▶ _WORK TO BE COMPLETED_:
Extend the tweet sentiment analysis notebook from the point where it stops.

▶ _TEXT PASSAGE_:
....

# Part I: Tweet Extraction and Sentiment Analysis

## Libraries

In [4]:
import pandas as pd
import numpy as np
import tweepy
import re
import string
import spacy
import pickle
from sklearn.feature_extraction.text import TfidfVectorizer
from sklearn.model_selection import train_test_split
from sklearn import naive_bayes
from sklearn.metrics import roc_auc_score
from sklearn.model_selection import learning_curve
from datetime import datetime, timedelta

## Vectorizer & Model

In [5]:
loaded_model = pickle.load(open('modelo_final.sav', 'rb'))

In [11]:
loaded_class = pickle.load(open('modelo_lemm.sav', 'rb'))

In [75]:
def classify_tweets(tweet):
    
    tweets_vector = loaded_class.transform(tweet)
    result_labels = loaded_model.predict(tweets_vector)
    
    return print(
        'Overall negative sentiment: {:.1%}'.format(np.count_nonzero(result_labels == 0) / len(result_labels)),
        'Overall positive sentiment: {:.1%}'.format(np.count_nonzero(result_labels == 4) / len(result_labels)), sep='\n')

In [44]:
def get_labels(tweet):
    
    tweets_vector = loaded_class.transform(tweet)
    result_labels = loaded_model.predict(tweets_vector)
    
    return result_labels

## Text Preprocessing

In [8]:
regexp = re.compile('(?u)\\b\\w\\w+\\b')
en_nlp = spacy.load('en', disable=['parser', 'ner'])
old_tokenizer = en_nlp.tokenizer
en_nlp.tokenizer = lambda string: old_tokenizer.tokens_from_list(regexp.findall(string))

In [9]:
def custom_tokenizer(document):
    
    doc_spacy = en_nlp(document)  
    
    return [token.lemma_ for token in doc_spacy]

In [10]:
def preprocess_tweet_text(tweet):

    tweet = re.sub(r"http\S+|www\S+|https\S+", '', tweet, flags=re.MULTILINE)

....

▶ _RECORDED DATA_:
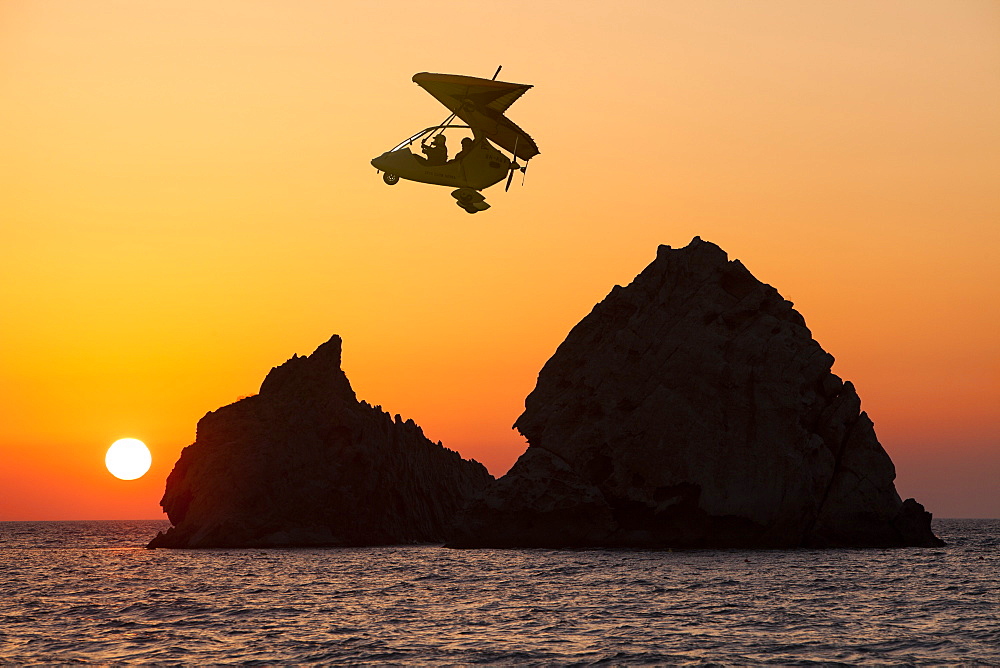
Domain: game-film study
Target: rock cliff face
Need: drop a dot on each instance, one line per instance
(305, 463)
(693, 409)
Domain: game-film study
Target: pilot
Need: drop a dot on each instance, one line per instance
(466, 149)
(437, 152)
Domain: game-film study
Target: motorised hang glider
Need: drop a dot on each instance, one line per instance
(481, 104)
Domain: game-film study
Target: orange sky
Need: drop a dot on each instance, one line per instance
(186, 201)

....

▶ _EXERCISE ANSWER_:
    tweet = re.sub(r'\@\w+|\#','', tweet)
    tweet = re.sub(r'^RT', '', tweet)
    tweet = tweet.translate(str.maketrans('', '', string.punctuation))
    tweet = re.sub(r'[0-9]+', '', tweet)
    
    return tweet

## Tweet Extraction

In [145]:
def get_tweets_labels(keyword):
    
    credentials = pd.read_csv('/Users/joaootaviomeirellesratton/desktop/credentials.csv')
    
    authenticate = tweepy.OAuthHandler(credentials['key'][0], credentials['key'][1])
    authenticate.set_access_token(credentials['key'][2], credentials['key'][3])
    api = tweepy.API(authenticate, wait_on_rate_limit = True)
    
    end_date = datetime.strftime(datetime.now(), '%Y-%m-%d')
    start_date = datetime.strftime(datetime.now() - timedelta(7), '%Y-%m-%d')
    
    try:
        fetched_tweets = api.search(keyword, lang='en', count=15, since=start_date, until=end_date)
        
        print('Fetched ' + str(len(fetched_tweets)) + ' tweets for the string: ' +  keyword)
        print('From ' + start_date + ' To ' + end_date)
        
        tweet_list = [result.text for result in fetched_tweets]
        
        results = list(map(preprocess_tweet_text, tweet_list))
        
        labels = get_labels(results)
        
        tuples = list(zip(results, labels))
        
        df = pd.DataFrame(tuples, columns=['Tweet', 'Sentiment'])
        
        map_labels = {0 : 'Negative', 4 : 'Positive'}
        
        pd.set_option('display.max_colwidth', 200)
        
        return df.replace({'Sentiment' : map_labels})
    
    except:
        return print('Something went wrong...')

In [71]:
def get_tweets(keyword):
    
    credentials = pd.read_csv('/Users/joaootaviomeirellesratton/desktop/credentials.csv')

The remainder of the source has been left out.